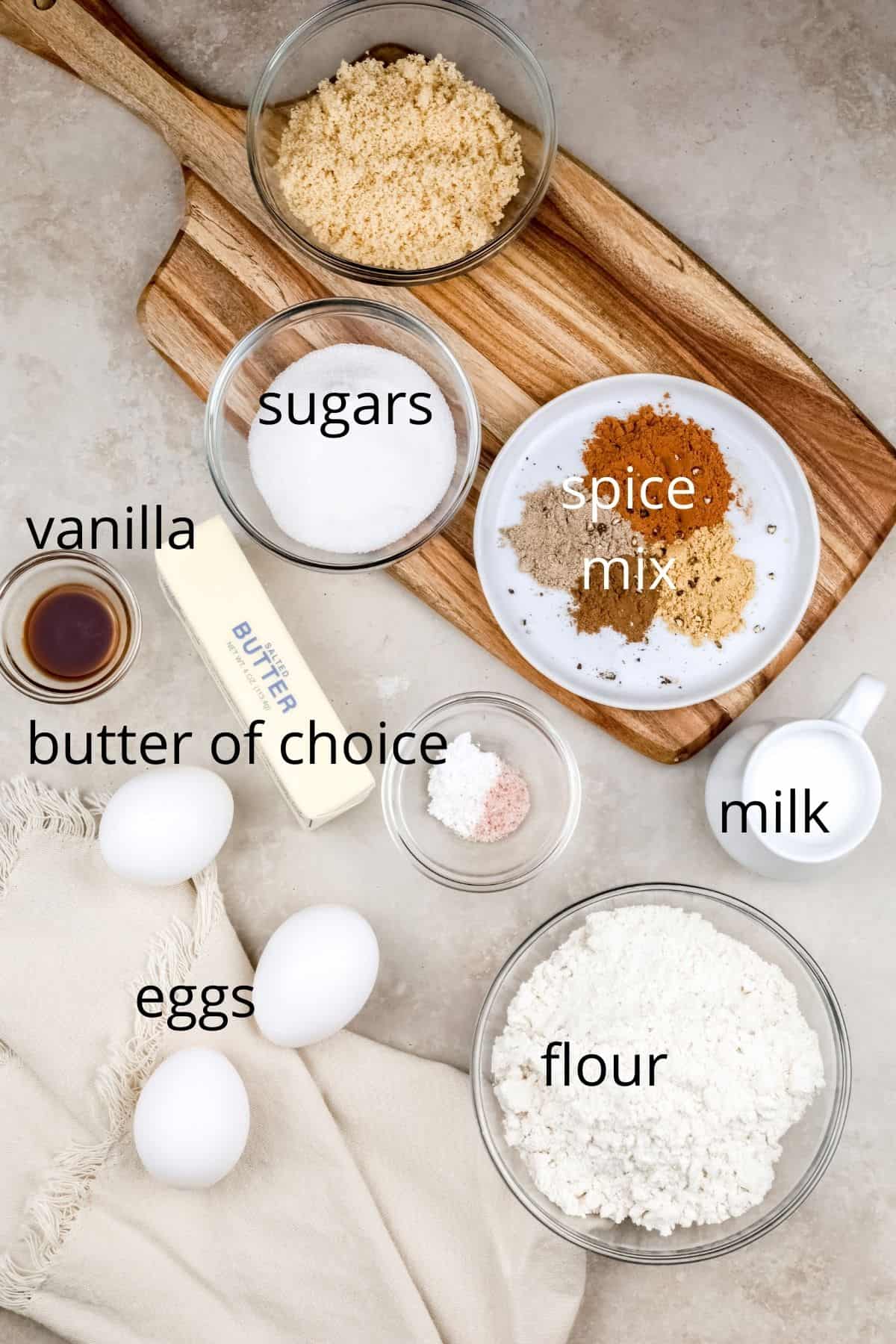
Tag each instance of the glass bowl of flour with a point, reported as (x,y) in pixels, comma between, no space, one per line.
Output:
(662,1074)
(343,435)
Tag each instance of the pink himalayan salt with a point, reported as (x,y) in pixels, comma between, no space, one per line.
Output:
(505,806)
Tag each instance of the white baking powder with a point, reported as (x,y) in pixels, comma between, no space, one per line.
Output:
(702,1142)
(346,483)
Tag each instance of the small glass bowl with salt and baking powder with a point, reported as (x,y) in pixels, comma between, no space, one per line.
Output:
(535,794)
(343,435)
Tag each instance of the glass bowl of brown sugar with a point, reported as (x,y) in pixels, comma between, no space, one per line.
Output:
(492,67)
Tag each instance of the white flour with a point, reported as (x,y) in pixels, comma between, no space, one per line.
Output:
(697,1147)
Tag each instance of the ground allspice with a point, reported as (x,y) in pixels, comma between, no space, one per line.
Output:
(659,443)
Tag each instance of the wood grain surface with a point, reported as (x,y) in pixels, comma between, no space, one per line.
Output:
(591,288)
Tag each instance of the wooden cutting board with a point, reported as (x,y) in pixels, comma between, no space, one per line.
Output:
(591,288)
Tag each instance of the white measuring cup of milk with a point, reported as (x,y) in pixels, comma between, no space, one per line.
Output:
(788,797)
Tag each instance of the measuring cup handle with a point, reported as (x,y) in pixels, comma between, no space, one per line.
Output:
(859,703)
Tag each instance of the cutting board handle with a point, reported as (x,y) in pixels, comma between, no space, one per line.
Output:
(90,40)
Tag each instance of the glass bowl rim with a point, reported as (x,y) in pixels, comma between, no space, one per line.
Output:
(520,709)
(830,1137)
(371,309)
(321,20)
(125,591)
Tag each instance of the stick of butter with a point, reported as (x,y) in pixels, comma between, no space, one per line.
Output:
(262,675)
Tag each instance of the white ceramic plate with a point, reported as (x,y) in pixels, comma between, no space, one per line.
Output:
(778,531)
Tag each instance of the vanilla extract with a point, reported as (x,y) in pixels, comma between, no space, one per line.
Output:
(143,529)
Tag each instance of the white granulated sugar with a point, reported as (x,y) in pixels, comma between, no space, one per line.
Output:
(700,1145)
(374,484)
(461,784)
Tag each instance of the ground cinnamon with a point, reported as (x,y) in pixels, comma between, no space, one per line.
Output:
(659,443)
(618,606)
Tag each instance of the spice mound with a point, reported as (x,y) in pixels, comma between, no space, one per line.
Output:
(707,1063)
(343,463)
(647,538)
(551,542)
(476,793)
(406,166)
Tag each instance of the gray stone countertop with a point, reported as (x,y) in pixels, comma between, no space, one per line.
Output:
(762,134)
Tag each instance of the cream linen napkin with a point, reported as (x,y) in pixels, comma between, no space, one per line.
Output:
(364,1207)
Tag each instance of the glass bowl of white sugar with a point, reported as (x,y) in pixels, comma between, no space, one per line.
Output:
(662,1074)
(343,435)
(489,794)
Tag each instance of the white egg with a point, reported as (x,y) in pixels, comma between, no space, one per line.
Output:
(314,974)
(191,1121)
(167,824)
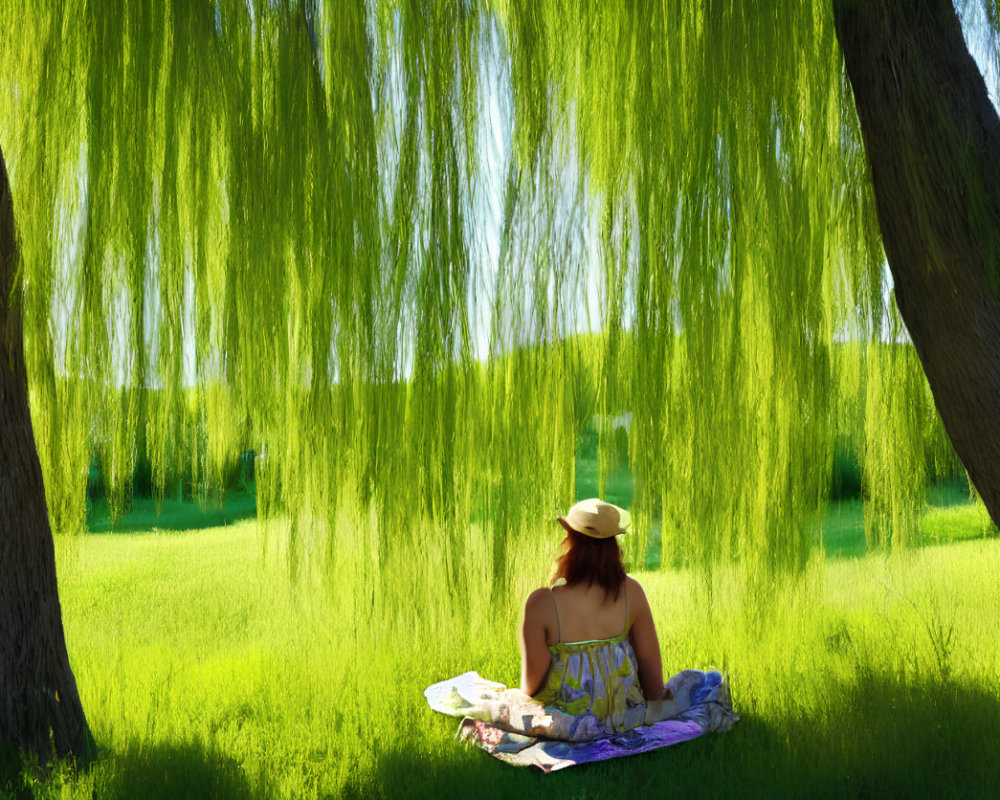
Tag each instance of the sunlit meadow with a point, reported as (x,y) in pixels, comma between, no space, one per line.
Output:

• • • • •

Please rewrite all the records above, swapping "Tag each instance" for "Mark every instance" wherever it appears and keeping everything else the same. Leave the pictures out.

PROBLEM SOLUTION ::
Mark every instance of the glass bowl of flour with a point, reported as (x,y) in pixels, comma between, no space, one per line.
Output:
(662,1074)
(343,435)
Mark every instance of the pink himalayan salt with a point, reported as (x,y) in pixels, comma between, no space, one per line.
Output:
(505,806)
Mark every instance of the white baking powder with a point, reported as (x,y) in pixels, comma between, no space, one per line.
Output:
(702,1142)
(346,483)
Mark every instance of the small glass bowl with salt and baking powder with a point, reported as (x,y) in pixels, comma between, no space, one per line.
Output:
(535,794)
(343,435)
Mark every instance of the glass bowl of brown sugar with a point, reported as (x,y) in pixels, comma between, no space, one per line.
Output:
(492,67)
Mark every instance of the white flour with a point, reported as (x,y) in pixels, comma between, no space, one per line.
Output:
(697,1147)
Mark every instance of the ground allspice with a point, reported as (x,y) in pixels, comma between, no space, one per line.
Output:
(659,443)
Mark every instance of the wood grain surface with a point, reported as (x,y) in pixels, comma between, no space, one per line.
Output:
(591,288)
Mark every instance of the wooden cutting board with a point, reported as (x,y) in pixels, comma between, no space, one per line.
Output:
(591,288)
Mark every instance of the white measuring cup of milk with a point, reported as (x,y) in pixels, comma between, no space, one per line.
Output:
(788,797)
Mark every instance of the measuring cup handle with a point, reported as (x,y) in pixels, comma between, no space, one per line.
Output:
(859,703)
Mark every instance of the cutting board handle with a point, reported as (x,y) in pixels, comma between, no space, one per line.
Output:
(90,40)
Mark every instance of the glass bowl rim with a point, reported as (x,y) in pixels, comma between, no space, one per line.
Output:
(520,709)
(830,1137)
(371,309)
(321,20)
(125,591)
Mark every instance of the stick of butter with a point, reported as (x,y) in pixels, comma between, no space, one per line.
Output:
(262,675)
Mark every instance of the white ceramic plate with a point, reported as (x,y) in pixels, comma between, no space, one per line.
Output:
(778,531)
Mark every instance of the vanilla extract with a point, reported as (x,y) in pixels, comma between, no space, one per line.
Output:
(143,529)
Mark every instance of the white granulated sugar with a point, reported as (x,y) in pixels, comma between, no space, one per line.
Output:
(700,1145)
(374,484)
(461,784)
Mark every instance of the ground cinnamon with a point, reported as (x,y) in pixels, comma between, no space, one per line.
Output:
(659,443)
(618,606)
Mark every instance of the spice mound with a point, reported as (x,y) in pixels, comma between, no space, one per line.
Output:
(707,1063)
(343,463)
(647,538)
(551,542)
(476,793)
(406,166)
Mark every instance of the gray stone countertop with a point, reported as (x,y) in pixels, comma between, no space, one per line.
Output:
(762,134)
Mark every instance of the cream linen napkin with a point, reported as (x,y) in pixels, comma between, no space, one per line.
Output:
(364,1207)
Mark every instance of the glass bowl of white sugar with a point, reported as (x,y) in pixels, comma between, no space, one per line.
Output:
(662,1074)
(343,435)
(489,794)
Mark every instance of the white egg with a point, reported as (x,y) in pixels, comma between, no space, one per line.
Output:
(314,974)
(191,1121)
(167,824)
Mark every instance of the sunlit meadow with a point, reported as (x,y) in pixels, comma between, no space, one per line.
Output:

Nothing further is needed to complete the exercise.